-- start Given entries --

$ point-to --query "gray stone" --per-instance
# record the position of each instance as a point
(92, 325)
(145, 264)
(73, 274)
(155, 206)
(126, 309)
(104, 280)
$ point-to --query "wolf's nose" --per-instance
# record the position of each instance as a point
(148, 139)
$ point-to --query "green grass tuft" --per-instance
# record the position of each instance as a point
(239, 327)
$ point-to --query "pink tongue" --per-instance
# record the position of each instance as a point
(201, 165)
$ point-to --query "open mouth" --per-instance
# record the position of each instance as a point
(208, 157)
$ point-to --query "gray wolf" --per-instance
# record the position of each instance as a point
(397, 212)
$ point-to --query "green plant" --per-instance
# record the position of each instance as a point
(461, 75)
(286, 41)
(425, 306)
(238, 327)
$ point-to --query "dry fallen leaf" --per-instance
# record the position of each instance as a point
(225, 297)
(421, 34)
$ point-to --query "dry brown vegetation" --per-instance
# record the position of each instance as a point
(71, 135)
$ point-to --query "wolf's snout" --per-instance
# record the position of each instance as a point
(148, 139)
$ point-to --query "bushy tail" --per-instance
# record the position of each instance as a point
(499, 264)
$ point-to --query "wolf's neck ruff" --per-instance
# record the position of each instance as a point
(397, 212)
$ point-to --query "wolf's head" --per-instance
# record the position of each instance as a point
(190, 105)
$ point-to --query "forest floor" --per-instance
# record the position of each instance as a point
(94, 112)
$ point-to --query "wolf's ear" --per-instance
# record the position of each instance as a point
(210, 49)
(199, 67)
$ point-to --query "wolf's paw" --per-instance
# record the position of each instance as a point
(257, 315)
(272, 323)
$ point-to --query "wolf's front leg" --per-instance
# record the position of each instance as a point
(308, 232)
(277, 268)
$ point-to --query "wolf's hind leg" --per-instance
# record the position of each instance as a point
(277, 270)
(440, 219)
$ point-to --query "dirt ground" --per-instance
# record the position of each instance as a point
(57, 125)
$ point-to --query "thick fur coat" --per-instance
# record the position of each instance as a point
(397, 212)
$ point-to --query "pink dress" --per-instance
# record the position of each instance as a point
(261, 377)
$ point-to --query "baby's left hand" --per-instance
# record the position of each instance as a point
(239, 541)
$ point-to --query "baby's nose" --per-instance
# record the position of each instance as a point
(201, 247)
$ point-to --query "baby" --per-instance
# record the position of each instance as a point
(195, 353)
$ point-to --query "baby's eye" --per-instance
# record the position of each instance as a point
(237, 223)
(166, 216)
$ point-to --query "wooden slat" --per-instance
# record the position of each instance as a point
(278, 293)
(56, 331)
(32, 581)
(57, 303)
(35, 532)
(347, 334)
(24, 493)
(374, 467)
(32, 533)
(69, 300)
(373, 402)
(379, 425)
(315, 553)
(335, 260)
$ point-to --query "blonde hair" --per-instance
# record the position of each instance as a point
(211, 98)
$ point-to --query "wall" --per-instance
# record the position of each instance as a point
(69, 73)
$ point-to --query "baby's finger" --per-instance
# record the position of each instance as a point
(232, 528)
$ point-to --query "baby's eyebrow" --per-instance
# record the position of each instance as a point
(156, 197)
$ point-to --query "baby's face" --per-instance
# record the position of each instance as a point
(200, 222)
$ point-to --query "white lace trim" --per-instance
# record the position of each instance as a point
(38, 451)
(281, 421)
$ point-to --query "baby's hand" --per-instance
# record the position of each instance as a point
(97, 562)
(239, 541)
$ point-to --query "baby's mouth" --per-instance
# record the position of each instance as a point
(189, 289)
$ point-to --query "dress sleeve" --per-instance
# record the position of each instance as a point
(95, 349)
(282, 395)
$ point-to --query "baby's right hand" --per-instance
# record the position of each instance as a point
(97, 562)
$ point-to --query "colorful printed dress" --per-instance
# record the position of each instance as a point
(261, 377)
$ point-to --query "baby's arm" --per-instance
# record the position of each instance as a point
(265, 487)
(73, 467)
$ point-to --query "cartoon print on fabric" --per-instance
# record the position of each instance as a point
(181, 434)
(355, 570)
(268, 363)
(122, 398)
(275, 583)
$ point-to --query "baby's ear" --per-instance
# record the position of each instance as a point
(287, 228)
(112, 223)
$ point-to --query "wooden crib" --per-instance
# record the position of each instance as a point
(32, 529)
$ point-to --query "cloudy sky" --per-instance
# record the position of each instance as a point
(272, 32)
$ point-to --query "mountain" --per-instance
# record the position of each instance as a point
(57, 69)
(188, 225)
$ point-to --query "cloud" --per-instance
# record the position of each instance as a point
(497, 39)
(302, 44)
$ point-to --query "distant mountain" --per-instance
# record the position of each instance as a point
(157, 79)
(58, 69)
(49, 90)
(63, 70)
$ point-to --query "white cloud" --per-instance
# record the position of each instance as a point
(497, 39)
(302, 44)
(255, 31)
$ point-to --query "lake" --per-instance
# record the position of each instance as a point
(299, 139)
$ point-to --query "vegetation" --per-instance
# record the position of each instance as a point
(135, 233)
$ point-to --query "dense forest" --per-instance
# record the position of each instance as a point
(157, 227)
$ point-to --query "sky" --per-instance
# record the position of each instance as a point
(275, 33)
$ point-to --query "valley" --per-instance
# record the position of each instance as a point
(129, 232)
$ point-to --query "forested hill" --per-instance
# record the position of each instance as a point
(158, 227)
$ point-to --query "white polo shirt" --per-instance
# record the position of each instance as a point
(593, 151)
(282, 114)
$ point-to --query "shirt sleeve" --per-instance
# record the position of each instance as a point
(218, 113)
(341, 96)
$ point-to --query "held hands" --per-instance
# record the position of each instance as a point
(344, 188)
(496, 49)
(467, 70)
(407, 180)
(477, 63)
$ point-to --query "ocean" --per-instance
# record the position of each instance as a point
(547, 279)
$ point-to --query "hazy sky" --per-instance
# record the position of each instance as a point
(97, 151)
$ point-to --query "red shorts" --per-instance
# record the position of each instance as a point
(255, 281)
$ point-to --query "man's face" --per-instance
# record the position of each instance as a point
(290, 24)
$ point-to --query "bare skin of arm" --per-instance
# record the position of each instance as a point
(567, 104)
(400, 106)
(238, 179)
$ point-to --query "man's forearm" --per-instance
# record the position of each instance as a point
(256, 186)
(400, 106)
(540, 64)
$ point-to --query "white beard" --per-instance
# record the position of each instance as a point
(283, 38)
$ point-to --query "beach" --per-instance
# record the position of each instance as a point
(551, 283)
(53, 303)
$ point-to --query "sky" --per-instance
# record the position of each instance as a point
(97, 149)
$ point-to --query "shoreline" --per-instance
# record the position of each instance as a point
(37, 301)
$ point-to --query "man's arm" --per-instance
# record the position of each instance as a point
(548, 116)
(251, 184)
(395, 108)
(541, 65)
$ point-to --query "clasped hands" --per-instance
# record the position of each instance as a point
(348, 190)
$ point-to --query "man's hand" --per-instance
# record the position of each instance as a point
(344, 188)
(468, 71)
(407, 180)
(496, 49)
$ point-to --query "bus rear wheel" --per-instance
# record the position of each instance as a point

-- end Given entries --

Locate each line in the listing above that contains the word "white", and copy every one of those lines.

$ point-to --query "white lace trim" --per-instance
$ point-to --query "white cloud" --per-instance
$ point-to --query "white polo shirt" --per-instance
$ point-to --query "white beard" --per-instance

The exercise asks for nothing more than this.